* [Task objective]: Rewrite the stretch of the listing below from the line containing "Objective — indicate one point on every instance of the blurred" through the end of the listing as a numbered list, with one item per line and blank lines omitted.

Pointing dataset excerpts:
↓
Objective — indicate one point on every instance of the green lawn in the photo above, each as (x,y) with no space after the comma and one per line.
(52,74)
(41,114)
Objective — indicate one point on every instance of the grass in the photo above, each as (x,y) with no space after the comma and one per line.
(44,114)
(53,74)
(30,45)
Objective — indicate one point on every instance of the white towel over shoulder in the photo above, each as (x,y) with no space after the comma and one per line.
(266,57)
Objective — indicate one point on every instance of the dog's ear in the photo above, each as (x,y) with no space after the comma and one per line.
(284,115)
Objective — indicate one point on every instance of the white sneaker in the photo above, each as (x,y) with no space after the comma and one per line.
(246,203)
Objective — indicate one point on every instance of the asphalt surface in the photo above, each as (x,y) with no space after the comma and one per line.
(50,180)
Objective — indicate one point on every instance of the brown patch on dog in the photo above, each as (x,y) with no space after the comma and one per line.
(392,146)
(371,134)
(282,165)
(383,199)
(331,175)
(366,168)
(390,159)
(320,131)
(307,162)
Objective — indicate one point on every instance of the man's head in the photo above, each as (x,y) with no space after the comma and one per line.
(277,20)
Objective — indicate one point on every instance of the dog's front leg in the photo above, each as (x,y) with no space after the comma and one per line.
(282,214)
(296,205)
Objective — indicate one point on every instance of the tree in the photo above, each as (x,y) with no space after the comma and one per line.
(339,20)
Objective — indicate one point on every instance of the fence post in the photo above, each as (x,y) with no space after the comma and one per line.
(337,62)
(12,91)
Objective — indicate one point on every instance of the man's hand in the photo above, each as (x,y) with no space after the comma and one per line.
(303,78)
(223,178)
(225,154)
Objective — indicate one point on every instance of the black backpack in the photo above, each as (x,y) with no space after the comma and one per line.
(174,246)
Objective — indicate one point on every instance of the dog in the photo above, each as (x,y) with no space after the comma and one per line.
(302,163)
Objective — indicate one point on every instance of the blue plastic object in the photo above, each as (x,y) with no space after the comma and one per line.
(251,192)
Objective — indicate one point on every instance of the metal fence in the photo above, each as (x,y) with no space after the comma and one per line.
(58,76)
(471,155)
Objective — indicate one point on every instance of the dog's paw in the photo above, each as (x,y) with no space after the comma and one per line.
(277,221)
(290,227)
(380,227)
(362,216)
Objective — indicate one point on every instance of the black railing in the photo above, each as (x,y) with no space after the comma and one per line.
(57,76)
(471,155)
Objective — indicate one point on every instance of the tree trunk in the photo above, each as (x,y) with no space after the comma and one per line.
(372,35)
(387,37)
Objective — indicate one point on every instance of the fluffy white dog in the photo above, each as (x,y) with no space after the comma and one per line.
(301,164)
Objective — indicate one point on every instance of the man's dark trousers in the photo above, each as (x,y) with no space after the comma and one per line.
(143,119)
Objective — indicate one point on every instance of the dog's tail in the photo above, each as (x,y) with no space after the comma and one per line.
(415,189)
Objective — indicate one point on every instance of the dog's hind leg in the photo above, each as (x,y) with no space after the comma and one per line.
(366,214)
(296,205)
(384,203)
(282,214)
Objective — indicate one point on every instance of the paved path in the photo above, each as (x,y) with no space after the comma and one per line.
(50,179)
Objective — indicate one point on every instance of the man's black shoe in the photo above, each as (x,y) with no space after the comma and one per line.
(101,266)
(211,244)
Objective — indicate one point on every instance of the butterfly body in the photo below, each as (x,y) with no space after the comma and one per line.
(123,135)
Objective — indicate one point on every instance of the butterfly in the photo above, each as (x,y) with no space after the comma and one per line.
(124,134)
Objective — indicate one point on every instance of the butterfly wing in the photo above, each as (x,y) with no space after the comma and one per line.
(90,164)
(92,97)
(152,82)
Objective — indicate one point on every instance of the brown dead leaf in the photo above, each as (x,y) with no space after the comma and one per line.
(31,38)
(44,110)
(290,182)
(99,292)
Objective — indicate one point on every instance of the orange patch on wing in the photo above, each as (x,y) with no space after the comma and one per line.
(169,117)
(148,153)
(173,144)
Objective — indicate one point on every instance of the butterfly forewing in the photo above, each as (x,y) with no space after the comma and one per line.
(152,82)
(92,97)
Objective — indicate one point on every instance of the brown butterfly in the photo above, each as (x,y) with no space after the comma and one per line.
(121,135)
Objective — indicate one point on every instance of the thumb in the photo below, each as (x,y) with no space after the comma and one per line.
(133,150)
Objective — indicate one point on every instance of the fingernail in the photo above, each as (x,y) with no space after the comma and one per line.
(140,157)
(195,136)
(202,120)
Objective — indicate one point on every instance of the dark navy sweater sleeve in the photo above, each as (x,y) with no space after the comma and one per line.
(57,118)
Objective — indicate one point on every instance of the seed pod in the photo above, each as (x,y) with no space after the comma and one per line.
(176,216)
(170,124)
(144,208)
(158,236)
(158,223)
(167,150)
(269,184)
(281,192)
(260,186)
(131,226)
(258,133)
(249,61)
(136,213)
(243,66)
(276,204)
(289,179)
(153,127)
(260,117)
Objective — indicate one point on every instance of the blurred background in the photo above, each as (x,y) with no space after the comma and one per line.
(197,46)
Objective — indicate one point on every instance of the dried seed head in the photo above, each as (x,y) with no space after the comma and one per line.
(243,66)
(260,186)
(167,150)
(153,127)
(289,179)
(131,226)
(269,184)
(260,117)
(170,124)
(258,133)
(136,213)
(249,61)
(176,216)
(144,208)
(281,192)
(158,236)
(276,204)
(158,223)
↑
* [Written response]:
1. Objective — indicate one point on every instance of the blurred background in the photo above, each as (x,y) with no space after the comma and one per line.
2. (197,46)
3. Objective — indicate one point on every instance of the dried seed head in the photo above, each as (x,y) with no space after the comma and one per line.
4. (243,66)
5. (260,186)
6. (167,150)
7. (153,127)
8. (289,179)
9. (131,226)
10. (269,184)
11. (260,117)
12. (170,124)
13. (258,133)
14. (136,213)
15. (249,61)
16. (176,216)
17. (144,208)
18. (281,192)
19. (158,236)
20. (276,204)
21. (158,223)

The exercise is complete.